Movies

Film Review: ‘Being Frank’

“Being Frank” isn’t very amusing, which normally would be the most damning thing one might say about an ostensible comedy. But that really isn’t the worst thing about it. There is something ineffably creepy about this contrived and mirthless farce about a demanding family man whose rebellious son discovers his dad has secretly maintained a second family in a nearby town for some 18 years. It’s a premise that could have been played for heavy drama, or even as a horror movie. In this case, however, director Miranda Bailey and writer Glen Lakin strain mightily for laughs without much success, and wind up treating the son’s discovery of his father’s deception, and their subsequent efforts to sustain it, as a bonding experience for them.

Jim Gaffigan plays Frank, the bigamist dad, who exploits his position as CEO of his family-owned ketchup business to take frequent and lengthy “business trips” — to Japan, he claims — that serve as cover stories while he divides his time between his two families. Philip (Logan Miller), the 17-year-old son in what might be called Family No. 1, has long viewed his father as an overbearing control freak, and can’t resist the temptation to sow some wild oats during spring break in a lakeside resort town while Frank is, ahem, away on business.

Shortly after his arrival there, however, Philip spots Frank with Kelly (Isabelle Phillips), a lovely teenager, and assumes his dad is having an affair. The good news: Frank isn’t dallying with an age-inappropriate lover. The bad news: Kelley actually is Frank’s daughter, part of a Family No. 2 that also includes Bonnie (Samantha Mathis), his artistically inclined wife, and Eddie (Gage Polchlopek), his amiable jock son. The worst news: Frank seems a lot nicer, and more loving, when he’s part of this household.

At least, that’s how Philip sizes up the situation when he pays an unannounced visit to his father’s other home, introducing himself as the son of Frank’s best friend (who, of course, no one in Family No. 2 has ever seen) and greatly enjoying the discomfort this causes for Frank. Initially, Philip offers to keep quiet about Frank’s double life if his dad agrees to foot the bill for his attending NYU. But one thing leads to another — though not quickly enough — and soon Philip is involved in efforts to keep his mom (Anna Gunn) and kid sister (Emerson Tate Alexander) from learning the truth when they inconveniently arrive on the scene.

Challenge A: Write out the part of the film review that begins at the words "At least, that’s" and stops after "on the scene.".
Challenge B:
Answer these questions from the film review:
(i) What does Frank's family-owned business make?
(ii) Where does Frank claim his business trips take him?
(iii) What does Philip first ask for in return for keeping quiet about Frank's double life?

Supplied records:
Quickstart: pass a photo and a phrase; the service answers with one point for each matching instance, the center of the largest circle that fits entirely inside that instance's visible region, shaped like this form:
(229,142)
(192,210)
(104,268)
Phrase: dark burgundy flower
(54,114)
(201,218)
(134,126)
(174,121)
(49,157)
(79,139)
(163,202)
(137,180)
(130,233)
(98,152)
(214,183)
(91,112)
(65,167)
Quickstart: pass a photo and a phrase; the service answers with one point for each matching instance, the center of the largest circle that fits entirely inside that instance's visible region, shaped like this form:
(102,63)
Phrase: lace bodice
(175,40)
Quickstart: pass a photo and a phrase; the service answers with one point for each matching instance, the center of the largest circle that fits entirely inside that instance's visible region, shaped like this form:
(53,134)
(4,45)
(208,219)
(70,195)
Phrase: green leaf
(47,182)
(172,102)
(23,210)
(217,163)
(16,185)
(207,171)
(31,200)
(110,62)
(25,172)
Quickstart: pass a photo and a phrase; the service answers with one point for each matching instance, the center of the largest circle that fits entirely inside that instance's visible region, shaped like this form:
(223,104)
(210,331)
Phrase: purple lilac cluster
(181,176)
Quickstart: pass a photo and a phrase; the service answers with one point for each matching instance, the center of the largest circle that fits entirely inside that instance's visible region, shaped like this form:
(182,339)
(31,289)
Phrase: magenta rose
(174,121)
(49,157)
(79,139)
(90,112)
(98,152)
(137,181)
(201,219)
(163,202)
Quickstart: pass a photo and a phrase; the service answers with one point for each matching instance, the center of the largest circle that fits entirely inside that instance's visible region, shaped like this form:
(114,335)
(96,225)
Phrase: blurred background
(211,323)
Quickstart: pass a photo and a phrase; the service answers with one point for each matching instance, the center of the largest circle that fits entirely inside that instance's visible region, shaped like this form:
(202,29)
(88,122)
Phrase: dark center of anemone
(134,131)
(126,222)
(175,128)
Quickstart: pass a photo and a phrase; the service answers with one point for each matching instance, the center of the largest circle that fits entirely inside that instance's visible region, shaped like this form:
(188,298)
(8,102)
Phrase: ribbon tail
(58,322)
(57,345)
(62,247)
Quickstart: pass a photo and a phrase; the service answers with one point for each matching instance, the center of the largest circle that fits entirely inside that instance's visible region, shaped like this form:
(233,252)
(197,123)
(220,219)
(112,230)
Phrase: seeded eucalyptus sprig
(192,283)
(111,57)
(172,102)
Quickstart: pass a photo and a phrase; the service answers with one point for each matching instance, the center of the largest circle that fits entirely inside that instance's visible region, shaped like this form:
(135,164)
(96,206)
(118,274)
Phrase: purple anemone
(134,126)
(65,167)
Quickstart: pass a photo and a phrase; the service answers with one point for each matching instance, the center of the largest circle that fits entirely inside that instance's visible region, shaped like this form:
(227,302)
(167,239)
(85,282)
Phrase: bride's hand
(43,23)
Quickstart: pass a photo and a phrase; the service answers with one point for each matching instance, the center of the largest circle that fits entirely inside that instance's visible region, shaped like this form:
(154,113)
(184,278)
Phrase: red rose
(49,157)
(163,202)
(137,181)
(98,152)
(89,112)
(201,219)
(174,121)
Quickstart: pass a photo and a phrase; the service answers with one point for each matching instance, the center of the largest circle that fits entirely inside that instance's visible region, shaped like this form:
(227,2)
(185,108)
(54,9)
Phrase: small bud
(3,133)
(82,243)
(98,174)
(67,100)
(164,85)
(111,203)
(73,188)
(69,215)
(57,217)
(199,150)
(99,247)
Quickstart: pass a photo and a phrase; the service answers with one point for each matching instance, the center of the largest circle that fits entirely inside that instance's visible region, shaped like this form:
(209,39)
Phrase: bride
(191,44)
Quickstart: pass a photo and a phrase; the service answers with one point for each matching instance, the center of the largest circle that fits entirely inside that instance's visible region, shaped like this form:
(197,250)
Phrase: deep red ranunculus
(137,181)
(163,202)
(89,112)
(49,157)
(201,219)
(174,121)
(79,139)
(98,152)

Task response A:
At least, that’s how Philip sizes up the situation when he pays an unannounced visit to his father’s other home, introducing himself as the son of Frank’s best friend (who, of course, no one in Family No. 2 has ever seen) and greatly enjoying the discomfort this causes for Frank. Initially, Philip offers to keep quiet about Frank’s double life if his dad agrees to foot the bill for his attending NYU. But one thing leads to another — though not quickly enough — and soon Philip is involved in efforts to keep his mom (Anna Gunn) and kid sister (Emerson Tate Alexander) from learning the truth when they inconveniently arrive on the scene.

Task response B:
(i) Ketchup.
(ii) Japan.
(iii) That his dad pay for him to attend NYU.